### Texte extrait
____

J’ai découvert le “western spaghetti”, Clint Eastwood est devenu l’incarnation parfaite du cowboy. La trilogie de Sergio Leone présentait des hommes aussi violents et pourris que ceux qui partaient à la découverte de l’Ouest, sans foi ni loi. A vrai dire, je me prenais la violence en pleine face, un peu trop jeune pour tout comprendre. J’ai été marqué par Le bon, la brute et le truand, un film aussi sec que le désert. En insatiable cinéphile, il me fallait un film à ma hauteur d’enfant : dans lequel il y ait de l’action, mais aussi des scènes plus sucrées, qui offrent des parenthèses entre deux duels. Et à cet égard, le duo Terence Hill et Bud Spencer va réaliser l’improbable : faire des parenthèses, des moments si drôles que l’on en oublie l’histoire et les flingues ! Revenons ensemble sur la saga Trinita au cinéma.
On l’appelle Trinita (1970)
On l’appelle Trinita explose le box office à sa sortie. Le succès est tel quel les films tournés précédemment par le duo Terence Hill et Bud Spencer sont tous aussitôt renommés (Trinita voit rouge / T’as le bonjour de Trinita /Trinita prépare ton cercueil et autre « Trinita » tournés avant 1970, qui n’ont en fait rien à voir le personnage de Trinita). Terence Hill est l’anti Clint Eastwood, donc l’antihéros par excellence. Trinita n’a pas une stature de géant tout raide, mais une allure petite et décontractée. Le regard d’acier est remplacé par un air ahuri, en perpétuel émerveillement face aux gens qu’il rencontre. La mâchoire carrée est décrispée, ce qui fait la part belle à un généreux sourire d’enfant. Le visage et les habits sont d’une couleur unie, celle de la crasse. Si bien que le visage de Trinita se résume en deux immenses yeux bleus et une large rangée de dents. La seule chose qu’il possède, ce sont les haillons constellés de trous et de taches qui lui servent d’habits.
Le seul cowboy le plus sale, c’est son frère Bambino (Bud Spencer), avant qu’il ne se lave ! La saleté et la paresse sont ici érigées en art de vivre. Trinita passe le plus clair de son temps à dormir dans un hamac, tiré par un cheval. Il ne se lève quasiment que pour se nourrir. Et comme il se lève rarement, il se goinfre sans discontinuer de kilos de fayots, à même la poêle. Trinita et Bambino sont deux demi-frères aux physiques et caractères diamétralement opposés. L’un est petit et séducteur, l’autre massif et bougon. Le caractère grognon de Bambino est corollaire à la constante exaspération que lui inspire son frère, qui l’entraîne toujours dans le pétrin. Le scénario de On l’appelle Trinita est nullissime : deux demi-frères que tout oppose, excepté la pauvreté, partent à la défense des plus faibles. Ici, une communauté de mormons harcelée par une bande de cowboys pour leurs terres. Ce n’est pas l’histoire qui compte, mais bien l’hilarité que provoquent les personnages.
On continue à l’appeler Trinita (1971)

____

### Extraits de données
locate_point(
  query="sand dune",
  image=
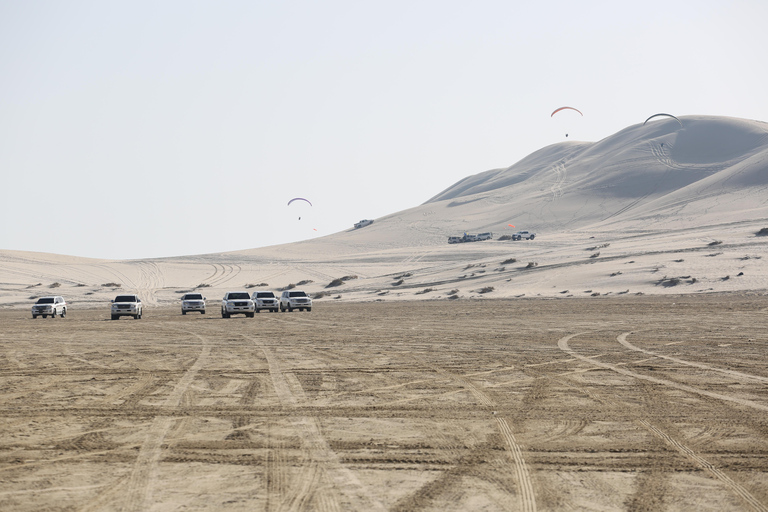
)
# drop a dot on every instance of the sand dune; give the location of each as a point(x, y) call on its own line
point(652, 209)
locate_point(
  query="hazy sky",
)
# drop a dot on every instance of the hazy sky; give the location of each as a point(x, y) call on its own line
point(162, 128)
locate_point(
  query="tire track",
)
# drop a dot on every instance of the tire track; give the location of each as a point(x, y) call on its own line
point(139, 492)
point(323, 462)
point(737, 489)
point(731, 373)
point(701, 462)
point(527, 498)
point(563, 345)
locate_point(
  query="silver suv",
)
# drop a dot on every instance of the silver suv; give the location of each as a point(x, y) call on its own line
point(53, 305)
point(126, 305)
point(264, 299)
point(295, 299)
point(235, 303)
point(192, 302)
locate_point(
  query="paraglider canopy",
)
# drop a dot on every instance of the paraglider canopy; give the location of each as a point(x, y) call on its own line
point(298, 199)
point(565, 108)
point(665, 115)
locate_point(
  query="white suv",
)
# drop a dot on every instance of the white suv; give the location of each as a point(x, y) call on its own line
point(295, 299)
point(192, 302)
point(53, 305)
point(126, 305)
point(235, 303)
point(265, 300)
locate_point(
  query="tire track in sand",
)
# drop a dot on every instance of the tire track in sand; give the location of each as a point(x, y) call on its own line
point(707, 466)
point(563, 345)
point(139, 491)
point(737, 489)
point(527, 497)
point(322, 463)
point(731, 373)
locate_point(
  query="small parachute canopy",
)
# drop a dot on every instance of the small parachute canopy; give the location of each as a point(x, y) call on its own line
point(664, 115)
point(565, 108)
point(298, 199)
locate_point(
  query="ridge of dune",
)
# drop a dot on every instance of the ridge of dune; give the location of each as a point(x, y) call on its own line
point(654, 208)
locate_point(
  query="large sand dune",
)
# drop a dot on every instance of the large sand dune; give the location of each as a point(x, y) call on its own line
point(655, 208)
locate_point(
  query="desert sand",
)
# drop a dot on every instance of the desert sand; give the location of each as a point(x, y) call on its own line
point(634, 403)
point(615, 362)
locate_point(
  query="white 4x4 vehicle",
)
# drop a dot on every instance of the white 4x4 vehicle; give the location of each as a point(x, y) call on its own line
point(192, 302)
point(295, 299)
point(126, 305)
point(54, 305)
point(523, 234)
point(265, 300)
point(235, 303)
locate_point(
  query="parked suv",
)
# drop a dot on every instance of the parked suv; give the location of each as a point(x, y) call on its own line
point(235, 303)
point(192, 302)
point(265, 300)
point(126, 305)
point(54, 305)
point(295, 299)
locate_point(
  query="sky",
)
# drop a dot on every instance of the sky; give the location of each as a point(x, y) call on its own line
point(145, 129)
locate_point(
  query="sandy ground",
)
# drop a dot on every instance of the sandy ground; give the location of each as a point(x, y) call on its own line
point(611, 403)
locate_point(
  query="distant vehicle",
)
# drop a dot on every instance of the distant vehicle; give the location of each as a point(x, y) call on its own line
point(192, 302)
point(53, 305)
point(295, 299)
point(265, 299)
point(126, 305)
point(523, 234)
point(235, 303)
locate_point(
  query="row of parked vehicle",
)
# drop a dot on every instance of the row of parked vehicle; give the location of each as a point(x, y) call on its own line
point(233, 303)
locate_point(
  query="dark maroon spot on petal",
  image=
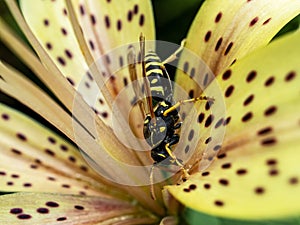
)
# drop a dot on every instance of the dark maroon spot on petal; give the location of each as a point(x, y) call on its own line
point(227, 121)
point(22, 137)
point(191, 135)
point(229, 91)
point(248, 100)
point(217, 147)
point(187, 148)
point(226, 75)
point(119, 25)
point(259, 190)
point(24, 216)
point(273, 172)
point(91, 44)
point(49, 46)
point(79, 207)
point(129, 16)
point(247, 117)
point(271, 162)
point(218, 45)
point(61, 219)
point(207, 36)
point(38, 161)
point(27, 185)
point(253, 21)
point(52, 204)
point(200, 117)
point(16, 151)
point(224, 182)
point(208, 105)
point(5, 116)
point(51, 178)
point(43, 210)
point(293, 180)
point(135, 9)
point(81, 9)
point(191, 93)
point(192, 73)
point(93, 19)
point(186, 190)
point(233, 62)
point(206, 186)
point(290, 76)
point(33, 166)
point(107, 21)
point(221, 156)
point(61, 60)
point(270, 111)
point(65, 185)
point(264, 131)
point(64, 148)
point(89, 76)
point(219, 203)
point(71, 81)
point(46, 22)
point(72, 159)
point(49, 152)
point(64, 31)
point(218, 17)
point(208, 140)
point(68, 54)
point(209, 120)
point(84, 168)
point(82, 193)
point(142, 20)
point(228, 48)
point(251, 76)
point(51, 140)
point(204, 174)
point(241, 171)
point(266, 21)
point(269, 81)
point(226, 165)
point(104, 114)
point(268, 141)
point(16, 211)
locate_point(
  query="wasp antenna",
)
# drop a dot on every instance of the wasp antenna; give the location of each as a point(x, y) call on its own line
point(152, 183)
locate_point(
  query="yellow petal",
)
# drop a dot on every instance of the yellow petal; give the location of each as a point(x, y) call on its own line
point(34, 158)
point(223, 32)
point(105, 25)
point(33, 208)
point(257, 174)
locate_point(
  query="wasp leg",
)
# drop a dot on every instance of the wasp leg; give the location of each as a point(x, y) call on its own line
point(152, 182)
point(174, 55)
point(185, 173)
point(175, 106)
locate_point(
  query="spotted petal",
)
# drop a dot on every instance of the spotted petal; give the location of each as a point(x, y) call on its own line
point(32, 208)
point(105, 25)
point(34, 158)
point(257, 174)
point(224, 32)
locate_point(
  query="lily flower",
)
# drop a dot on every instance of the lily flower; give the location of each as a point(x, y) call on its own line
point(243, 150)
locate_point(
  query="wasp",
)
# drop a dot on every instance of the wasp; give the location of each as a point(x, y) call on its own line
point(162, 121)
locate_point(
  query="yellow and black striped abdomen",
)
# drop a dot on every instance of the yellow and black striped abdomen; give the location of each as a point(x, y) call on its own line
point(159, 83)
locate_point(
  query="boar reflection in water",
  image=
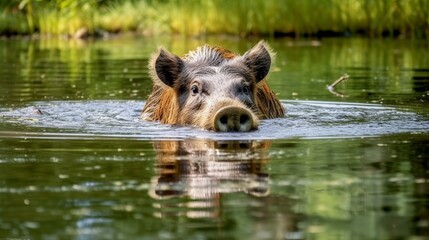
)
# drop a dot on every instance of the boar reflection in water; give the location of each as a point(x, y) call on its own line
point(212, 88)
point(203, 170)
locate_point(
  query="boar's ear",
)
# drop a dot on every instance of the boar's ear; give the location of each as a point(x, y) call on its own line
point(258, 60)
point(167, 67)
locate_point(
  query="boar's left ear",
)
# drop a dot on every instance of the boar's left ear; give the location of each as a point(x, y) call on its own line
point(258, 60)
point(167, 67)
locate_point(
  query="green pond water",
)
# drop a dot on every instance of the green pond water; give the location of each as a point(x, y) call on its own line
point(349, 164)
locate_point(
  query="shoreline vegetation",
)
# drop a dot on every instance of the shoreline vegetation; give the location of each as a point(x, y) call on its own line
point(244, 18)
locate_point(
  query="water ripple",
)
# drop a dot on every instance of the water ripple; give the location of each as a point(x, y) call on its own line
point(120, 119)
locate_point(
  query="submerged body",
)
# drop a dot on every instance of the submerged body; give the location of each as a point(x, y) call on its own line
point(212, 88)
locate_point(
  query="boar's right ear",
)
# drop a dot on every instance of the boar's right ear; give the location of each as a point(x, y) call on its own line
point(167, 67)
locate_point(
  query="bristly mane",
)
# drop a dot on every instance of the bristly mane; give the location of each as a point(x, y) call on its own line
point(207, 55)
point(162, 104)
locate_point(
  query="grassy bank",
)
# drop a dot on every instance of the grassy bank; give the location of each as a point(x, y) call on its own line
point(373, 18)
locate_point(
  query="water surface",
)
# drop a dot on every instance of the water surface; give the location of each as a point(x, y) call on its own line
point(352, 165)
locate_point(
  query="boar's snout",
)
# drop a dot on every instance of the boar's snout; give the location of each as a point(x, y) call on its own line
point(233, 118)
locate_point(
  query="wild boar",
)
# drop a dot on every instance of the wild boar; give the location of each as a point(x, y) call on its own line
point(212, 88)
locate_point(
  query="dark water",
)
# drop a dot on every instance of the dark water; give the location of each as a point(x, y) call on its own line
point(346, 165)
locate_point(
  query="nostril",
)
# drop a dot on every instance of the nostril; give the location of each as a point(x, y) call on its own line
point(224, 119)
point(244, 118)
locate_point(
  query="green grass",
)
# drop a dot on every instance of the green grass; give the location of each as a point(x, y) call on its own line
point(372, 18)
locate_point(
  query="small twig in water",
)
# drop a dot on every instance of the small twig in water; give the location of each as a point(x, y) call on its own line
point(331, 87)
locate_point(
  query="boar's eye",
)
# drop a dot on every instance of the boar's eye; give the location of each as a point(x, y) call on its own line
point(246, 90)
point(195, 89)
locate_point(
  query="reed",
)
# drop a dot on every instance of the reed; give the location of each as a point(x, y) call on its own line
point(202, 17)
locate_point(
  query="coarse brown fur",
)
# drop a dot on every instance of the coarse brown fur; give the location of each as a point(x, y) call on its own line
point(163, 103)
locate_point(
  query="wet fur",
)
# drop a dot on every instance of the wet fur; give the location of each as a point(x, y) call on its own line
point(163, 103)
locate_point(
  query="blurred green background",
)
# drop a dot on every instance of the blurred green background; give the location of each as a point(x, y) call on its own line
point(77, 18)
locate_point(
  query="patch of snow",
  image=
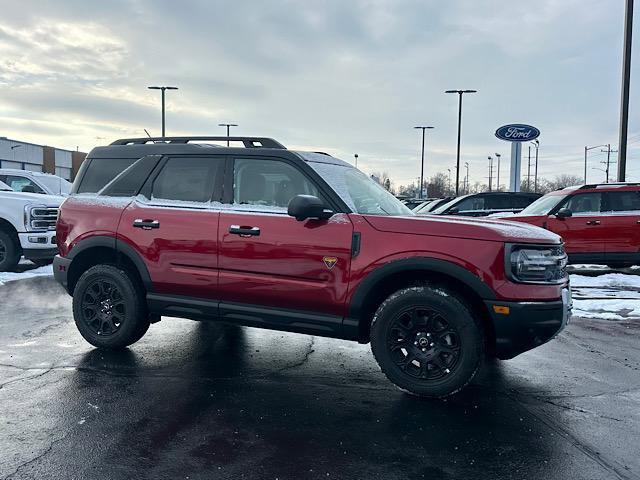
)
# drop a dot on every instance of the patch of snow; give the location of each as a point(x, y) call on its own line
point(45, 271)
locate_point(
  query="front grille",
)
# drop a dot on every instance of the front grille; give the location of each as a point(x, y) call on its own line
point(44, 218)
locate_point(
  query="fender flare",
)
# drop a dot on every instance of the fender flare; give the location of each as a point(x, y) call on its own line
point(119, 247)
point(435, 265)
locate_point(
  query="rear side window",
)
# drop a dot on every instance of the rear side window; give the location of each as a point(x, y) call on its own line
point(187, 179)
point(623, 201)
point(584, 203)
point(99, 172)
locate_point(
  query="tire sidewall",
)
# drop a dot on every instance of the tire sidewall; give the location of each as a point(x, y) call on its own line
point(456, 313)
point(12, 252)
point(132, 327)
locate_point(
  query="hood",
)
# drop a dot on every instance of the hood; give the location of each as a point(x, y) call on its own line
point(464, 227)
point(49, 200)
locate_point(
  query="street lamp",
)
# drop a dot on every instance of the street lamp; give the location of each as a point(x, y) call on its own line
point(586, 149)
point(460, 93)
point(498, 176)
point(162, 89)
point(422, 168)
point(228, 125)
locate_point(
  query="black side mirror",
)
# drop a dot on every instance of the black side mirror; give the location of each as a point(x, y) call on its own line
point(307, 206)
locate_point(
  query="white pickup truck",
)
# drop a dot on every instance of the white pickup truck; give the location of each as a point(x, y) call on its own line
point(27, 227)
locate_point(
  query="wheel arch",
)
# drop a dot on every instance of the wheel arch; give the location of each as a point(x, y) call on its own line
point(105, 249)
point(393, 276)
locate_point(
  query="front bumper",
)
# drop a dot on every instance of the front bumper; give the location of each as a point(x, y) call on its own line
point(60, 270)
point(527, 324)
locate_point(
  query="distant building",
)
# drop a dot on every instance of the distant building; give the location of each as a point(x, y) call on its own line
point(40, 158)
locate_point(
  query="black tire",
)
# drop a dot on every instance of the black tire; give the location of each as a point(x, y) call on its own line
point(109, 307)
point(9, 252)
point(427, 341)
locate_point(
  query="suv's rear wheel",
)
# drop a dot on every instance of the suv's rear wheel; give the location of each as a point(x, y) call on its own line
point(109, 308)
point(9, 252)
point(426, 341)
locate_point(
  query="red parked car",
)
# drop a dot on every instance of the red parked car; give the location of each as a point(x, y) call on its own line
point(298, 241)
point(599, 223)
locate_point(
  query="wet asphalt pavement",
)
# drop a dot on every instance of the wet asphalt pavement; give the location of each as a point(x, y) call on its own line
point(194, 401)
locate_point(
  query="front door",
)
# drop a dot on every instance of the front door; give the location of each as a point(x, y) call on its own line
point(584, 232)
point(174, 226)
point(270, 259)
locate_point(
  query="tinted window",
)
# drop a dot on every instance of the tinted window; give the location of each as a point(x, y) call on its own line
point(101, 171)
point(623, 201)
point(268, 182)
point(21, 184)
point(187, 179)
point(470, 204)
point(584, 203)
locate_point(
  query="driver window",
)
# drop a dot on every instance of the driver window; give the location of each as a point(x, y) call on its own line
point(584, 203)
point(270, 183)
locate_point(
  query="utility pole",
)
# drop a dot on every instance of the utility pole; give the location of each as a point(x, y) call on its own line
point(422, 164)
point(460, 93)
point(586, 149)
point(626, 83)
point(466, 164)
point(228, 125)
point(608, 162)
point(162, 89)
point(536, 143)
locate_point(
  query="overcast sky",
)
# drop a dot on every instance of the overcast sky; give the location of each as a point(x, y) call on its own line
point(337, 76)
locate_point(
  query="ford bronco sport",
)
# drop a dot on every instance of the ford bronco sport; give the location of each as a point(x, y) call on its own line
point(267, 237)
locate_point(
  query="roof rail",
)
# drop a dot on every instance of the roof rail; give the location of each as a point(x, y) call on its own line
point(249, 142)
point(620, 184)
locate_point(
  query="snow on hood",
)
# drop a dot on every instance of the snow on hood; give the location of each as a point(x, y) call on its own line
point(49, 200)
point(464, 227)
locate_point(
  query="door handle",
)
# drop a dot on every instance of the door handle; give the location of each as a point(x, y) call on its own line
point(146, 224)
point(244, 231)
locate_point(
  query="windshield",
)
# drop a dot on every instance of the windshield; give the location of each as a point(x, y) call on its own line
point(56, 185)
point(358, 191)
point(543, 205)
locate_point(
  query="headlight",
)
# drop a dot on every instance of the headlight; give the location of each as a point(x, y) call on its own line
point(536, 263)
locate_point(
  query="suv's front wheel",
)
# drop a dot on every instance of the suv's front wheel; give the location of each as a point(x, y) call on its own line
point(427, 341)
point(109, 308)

____

### Travaux demandés
1) Recopiez fidèlement le passage du texte sur la saga Trinita, de "J’ai découvert le" à "l’appelle Trinita (1970)".
2) Répondez aux questions suivantes d'après le texte sur la saga Trinita.
(a) Quel film de Sergio Leone est mentionné comme ayant marqué le narrateur par sa sécheresse, « aussi sec que le désert » ?
(b) Quel acteur interprète Bambino, le frère de Trinita ?
(c) Dans On l'appelle Trinita, quelle communauté est harcelée par une bande de cowboys pour ses terres ?

### Réponses attendues
1)
J’ai découvert le “western spaghetti”, Clint Eastwood est devenu l’incarnation parfaite du cowboy. La trilogie de Sergio Leone présentait des hommes aussi violents et pourris que ceux qui partaient à la découverte de l’Ouest, sans foi ni loi. A vrai dire, je me prenais la violence en pleine face, un peu trop jeune pour tout comprendre. J’ai été marqué par Le bon, la brute et le truand, un film aussi sec que le désert. En insatiable cinéphile, il me fallait un film à ma hauteur d’enfant : dans lequel il y ait de l’action, mais aussi des scènes plus sucrées, qui offrent des parenthèses entre deux duels. Et à cet égard, le duo Terence Hill et Bud Spencer va réaliser l’improbable : faire des parenthèses, des moments si drôles que l’on en oublie l’histoire et les flingues ! Revenons ensemble sur la saga Trinita au cinéma.
On l’appelle Trinita (1970)

2)
(a) Le bon, la brute et le truand.
(b) Bud Spencer.
(c) Une communauté de mormons.